Dataset entries:
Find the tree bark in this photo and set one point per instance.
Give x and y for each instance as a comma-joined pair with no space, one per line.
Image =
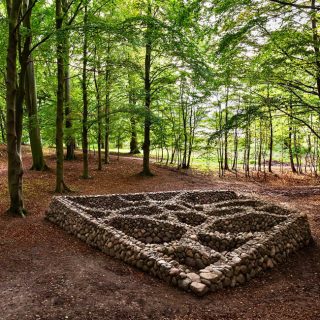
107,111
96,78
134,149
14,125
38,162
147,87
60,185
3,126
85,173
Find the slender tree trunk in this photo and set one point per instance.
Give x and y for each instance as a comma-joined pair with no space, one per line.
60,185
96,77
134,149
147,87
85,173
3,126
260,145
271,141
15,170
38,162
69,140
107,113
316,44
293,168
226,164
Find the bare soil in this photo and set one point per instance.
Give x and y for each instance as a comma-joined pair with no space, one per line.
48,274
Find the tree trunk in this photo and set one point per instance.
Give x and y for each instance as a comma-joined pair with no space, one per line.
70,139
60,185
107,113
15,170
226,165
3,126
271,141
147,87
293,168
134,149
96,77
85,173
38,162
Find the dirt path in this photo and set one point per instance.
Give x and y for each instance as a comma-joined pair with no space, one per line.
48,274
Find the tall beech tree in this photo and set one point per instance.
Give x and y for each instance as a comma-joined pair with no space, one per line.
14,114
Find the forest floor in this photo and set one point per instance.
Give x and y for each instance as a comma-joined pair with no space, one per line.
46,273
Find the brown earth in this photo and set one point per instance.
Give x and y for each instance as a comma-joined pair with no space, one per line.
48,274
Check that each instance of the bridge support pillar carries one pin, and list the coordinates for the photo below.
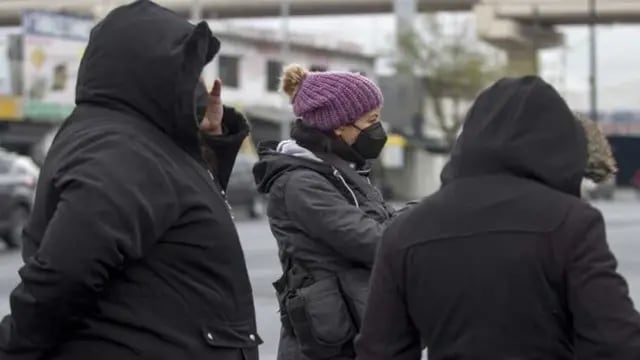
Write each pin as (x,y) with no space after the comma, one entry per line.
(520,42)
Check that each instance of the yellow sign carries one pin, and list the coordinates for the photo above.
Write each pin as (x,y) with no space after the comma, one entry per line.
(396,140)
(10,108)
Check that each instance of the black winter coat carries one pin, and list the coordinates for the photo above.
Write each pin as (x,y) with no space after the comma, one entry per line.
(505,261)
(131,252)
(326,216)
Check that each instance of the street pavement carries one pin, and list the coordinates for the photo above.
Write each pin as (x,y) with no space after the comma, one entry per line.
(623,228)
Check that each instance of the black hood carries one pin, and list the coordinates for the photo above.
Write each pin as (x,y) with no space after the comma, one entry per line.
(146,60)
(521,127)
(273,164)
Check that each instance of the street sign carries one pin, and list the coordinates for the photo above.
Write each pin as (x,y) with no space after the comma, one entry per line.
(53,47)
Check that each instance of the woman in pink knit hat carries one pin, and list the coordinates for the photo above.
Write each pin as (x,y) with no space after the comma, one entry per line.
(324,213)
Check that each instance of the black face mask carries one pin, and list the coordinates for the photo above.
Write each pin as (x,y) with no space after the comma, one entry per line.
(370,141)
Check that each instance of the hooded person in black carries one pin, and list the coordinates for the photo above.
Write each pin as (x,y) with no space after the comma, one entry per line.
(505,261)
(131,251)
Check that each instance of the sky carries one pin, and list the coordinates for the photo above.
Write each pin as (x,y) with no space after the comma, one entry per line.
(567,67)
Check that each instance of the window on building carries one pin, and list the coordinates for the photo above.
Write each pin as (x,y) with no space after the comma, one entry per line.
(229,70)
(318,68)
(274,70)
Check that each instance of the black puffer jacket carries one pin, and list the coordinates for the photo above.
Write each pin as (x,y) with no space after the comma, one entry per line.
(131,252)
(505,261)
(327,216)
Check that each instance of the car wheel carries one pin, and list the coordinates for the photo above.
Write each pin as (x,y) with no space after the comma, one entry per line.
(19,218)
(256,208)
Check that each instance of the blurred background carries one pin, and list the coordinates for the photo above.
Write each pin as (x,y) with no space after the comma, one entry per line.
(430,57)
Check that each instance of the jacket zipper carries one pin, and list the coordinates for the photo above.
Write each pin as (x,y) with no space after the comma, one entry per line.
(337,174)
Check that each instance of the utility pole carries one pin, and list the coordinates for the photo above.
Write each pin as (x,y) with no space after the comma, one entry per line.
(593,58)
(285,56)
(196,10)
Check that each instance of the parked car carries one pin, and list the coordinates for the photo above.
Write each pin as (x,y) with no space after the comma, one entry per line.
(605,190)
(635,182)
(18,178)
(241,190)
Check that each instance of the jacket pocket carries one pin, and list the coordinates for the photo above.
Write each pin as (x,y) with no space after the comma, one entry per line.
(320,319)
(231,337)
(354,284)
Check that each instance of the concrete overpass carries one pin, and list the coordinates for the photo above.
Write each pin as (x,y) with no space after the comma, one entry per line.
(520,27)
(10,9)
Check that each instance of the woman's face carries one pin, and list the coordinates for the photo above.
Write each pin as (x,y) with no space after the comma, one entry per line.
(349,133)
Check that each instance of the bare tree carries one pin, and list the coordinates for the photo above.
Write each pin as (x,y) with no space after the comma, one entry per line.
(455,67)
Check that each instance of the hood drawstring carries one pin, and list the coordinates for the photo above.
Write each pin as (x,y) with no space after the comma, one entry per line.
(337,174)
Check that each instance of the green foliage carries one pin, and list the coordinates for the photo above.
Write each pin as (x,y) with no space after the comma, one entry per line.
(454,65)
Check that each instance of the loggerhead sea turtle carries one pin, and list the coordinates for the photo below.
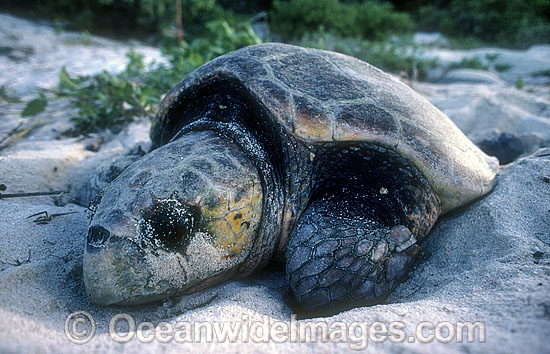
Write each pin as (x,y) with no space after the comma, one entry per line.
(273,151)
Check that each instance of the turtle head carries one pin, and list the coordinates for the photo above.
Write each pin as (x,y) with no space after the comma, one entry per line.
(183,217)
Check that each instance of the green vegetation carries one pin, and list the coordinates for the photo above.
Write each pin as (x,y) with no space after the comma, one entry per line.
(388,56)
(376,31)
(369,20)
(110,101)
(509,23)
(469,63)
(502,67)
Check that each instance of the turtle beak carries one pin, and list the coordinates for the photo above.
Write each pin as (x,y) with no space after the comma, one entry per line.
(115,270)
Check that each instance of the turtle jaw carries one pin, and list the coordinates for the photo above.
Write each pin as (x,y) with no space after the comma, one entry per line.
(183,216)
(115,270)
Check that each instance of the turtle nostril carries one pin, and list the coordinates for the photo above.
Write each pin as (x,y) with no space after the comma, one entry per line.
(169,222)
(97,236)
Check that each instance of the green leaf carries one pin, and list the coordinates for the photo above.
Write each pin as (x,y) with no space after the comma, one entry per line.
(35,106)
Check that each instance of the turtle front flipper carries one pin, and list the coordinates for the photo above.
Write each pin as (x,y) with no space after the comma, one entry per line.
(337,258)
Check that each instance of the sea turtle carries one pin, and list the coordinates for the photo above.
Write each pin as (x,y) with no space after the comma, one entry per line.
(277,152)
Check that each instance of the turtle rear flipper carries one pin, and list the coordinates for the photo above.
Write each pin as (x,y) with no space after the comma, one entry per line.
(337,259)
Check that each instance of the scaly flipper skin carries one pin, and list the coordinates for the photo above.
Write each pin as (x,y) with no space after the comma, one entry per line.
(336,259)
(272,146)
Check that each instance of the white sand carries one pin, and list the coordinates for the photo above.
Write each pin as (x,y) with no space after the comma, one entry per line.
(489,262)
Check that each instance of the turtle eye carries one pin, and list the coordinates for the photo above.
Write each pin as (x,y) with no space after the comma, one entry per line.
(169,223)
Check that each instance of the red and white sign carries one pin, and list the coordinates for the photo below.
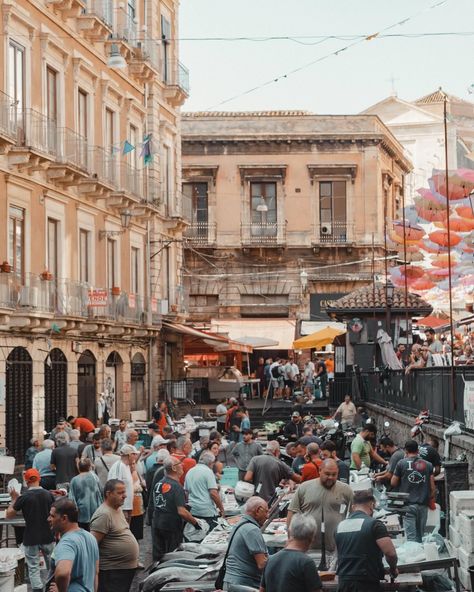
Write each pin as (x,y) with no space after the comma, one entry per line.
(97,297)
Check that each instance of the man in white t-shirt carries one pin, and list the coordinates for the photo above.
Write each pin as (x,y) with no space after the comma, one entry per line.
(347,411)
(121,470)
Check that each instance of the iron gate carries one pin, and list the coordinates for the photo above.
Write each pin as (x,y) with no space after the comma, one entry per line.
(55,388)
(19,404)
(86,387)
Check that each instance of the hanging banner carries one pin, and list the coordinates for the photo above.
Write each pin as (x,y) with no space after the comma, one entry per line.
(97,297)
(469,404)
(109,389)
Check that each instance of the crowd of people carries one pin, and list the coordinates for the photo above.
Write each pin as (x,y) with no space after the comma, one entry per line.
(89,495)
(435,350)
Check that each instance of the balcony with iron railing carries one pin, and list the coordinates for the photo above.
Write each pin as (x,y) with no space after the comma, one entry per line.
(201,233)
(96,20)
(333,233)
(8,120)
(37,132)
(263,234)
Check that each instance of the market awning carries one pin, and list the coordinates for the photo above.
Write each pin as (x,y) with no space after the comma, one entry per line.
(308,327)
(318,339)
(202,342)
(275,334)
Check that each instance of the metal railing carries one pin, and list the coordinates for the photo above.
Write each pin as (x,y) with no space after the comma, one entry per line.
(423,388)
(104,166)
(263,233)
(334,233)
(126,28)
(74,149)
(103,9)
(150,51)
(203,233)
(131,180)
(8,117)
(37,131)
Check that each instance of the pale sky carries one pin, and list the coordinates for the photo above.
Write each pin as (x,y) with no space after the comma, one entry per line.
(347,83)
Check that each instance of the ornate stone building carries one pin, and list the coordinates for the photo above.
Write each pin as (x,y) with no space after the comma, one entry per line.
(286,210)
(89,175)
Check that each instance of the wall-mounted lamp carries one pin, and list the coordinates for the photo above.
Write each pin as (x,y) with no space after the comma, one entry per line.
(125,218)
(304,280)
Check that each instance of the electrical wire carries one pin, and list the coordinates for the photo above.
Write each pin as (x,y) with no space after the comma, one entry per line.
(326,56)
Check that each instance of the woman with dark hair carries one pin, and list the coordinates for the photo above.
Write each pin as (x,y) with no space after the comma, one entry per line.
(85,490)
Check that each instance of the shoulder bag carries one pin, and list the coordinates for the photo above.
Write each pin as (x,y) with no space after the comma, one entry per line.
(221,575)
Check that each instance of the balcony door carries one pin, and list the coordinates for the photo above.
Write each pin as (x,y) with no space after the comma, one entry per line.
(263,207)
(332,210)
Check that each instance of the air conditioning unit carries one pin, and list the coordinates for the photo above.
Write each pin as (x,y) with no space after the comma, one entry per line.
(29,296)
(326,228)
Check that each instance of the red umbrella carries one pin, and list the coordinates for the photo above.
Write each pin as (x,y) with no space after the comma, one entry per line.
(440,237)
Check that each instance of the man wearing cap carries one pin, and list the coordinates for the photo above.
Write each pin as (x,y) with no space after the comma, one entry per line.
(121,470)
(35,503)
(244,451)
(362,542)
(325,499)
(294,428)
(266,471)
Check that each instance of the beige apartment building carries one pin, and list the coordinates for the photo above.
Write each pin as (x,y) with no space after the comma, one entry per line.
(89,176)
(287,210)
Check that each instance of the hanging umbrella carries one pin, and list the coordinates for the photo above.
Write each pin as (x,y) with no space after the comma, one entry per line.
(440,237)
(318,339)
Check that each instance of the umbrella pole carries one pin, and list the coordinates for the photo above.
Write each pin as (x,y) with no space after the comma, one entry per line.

BRIEF: For every line of the data above that contains "face", copy that line.

EXERCISE ANSWER:
Check that each instance of the black face mask carries one pin, and list the coordinates for the photo above.
Check that each instance of the woman's face carries one pin, and list the coordinates for the photo above.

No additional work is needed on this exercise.